[Point labeling examples]

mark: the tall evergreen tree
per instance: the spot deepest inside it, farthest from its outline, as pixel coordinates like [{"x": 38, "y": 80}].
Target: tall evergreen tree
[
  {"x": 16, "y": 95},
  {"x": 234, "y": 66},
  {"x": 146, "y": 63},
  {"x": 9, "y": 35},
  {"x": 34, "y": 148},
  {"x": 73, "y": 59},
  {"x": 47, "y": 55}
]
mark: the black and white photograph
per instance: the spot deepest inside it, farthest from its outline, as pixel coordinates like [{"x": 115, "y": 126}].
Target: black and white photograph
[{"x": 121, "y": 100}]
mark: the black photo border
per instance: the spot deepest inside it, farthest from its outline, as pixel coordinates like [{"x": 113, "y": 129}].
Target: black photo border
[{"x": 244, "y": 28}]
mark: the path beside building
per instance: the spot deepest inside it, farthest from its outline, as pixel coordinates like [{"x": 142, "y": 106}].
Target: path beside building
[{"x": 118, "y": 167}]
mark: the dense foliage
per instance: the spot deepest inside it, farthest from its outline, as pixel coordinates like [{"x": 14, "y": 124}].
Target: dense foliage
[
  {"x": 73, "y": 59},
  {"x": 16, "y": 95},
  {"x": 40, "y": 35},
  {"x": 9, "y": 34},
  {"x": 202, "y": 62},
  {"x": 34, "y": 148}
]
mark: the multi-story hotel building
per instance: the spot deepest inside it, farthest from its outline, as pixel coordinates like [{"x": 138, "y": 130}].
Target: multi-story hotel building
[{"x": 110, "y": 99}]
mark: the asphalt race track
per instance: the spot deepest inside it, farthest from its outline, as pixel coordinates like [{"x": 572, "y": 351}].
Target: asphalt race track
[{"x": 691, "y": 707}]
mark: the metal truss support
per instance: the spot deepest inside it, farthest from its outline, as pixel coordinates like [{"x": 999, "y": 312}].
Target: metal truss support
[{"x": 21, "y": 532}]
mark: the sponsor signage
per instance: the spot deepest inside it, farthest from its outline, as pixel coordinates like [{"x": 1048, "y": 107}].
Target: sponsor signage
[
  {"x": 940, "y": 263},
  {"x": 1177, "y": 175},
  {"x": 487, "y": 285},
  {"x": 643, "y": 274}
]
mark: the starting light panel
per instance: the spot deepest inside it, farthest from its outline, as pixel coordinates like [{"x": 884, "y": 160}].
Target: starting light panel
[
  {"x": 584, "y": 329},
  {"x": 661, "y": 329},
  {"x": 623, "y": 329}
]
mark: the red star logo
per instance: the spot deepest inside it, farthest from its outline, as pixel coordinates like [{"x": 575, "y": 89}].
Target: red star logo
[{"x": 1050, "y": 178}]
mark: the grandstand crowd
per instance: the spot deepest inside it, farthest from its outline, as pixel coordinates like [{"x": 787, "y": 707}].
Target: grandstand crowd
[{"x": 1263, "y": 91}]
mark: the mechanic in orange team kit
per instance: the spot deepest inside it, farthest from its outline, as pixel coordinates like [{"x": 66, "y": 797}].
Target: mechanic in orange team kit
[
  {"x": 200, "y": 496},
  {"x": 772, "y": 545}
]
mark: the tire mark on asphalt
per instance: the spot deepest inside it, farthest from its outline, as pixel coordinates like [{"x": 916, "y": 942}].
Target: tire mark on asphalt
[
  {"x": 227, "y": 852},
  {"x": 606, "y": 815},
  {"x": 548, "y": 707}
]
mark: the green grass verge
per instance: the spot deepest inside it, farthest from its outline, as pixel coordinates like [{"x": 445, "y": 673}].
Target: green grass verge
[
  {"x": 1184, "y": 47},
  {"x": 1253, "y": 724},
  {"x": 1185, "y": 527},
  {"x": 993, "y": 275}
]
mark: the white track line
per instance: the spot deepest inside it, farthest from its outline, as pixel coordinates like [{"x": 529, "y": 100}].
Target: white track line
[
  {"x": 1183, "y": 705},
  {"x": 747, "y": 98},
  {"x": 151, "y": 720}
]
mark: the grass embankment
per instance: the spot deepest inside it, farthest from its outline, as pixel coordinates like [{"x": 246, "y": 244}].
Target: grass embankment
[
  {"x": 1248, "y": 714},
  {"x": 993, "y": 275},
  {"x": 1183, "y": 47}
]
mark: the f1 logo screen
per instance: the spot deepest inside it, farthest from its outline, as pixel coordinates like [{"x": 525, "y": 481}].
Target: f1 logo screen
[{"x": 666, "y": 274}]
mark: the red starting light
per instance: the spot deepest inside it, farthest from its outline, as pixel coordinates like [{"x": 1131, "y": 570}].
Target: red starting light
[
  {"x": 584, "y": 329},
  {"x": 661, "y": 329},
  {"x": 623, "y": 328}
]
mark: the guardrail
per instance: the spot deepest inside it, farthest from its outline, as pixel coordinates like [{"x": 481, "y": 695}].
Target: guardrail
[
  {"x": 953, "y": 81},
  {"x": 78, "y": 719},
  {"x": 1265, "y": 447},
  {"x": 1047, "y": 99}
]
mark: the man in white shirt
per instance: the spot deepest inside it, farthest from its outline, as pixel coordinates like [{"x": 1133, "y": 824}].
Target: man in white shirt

* _What is expected_: Write out exactly the final stretch of the records: the line containing "mark: the white track line" and every line after it, through the last, and nothing else.

* _Exercise solution_:
mark: the white track line
per instance: the spot deepest inside it, farthest from its outline, as pixel coordinates like [{"x": 529, "y": 100}].
Target: white track line
[
  {"x": 1183, "y": 705},
  {"x": 747, "y": 98},
  {"x": 151, "y": 720}
]
mark: the grass embankment
per instance: the spot deepest inside it, farthest from its outline, as pixel coordinates like [{"x": 246, "y": 244}].
Target: grass embankment
[
  {"x": 1248, "y": 714},
  {"x": 993, "y": 275},
  {"x": 1183, "y": 47}
]
mark: the f1 logo screen
per instance: the spot deepest inside it, farthest from its outline, as pixel coordinates like [{"x": 525, "y": 481}].
Target: f1 logo screen
[{"x": 666, "y": 274}]
mark: the red starting light
per instance: the spot deepest inside it, farthest from its outline, as pixel coordinates like [{"x": 1131, "y": 570}].
Target: red starting light
[
  {"x": 584, "y": 329},
  {"x": 661, "y": 329},
  {"x": 623, "y": 328}
]
mark: the guardrail
per instance: the spot deepest inside it, farthest from its outline, as pixel coordinates like [{"x": 481, "y": 695}].
Target: guardrail
[
  {"x": 953, "y": 81},
  {"x": 78, "y": 719},
  {"x": 1265, "y": 447},
  {"x": 1047, "y": 99}
]
mark: the man in white shirt
per instance: the spot deepest inside it, farthest from its outline, as pixel coordinates like [{"x": 1133, "y": 824}].
Target: man in white shirt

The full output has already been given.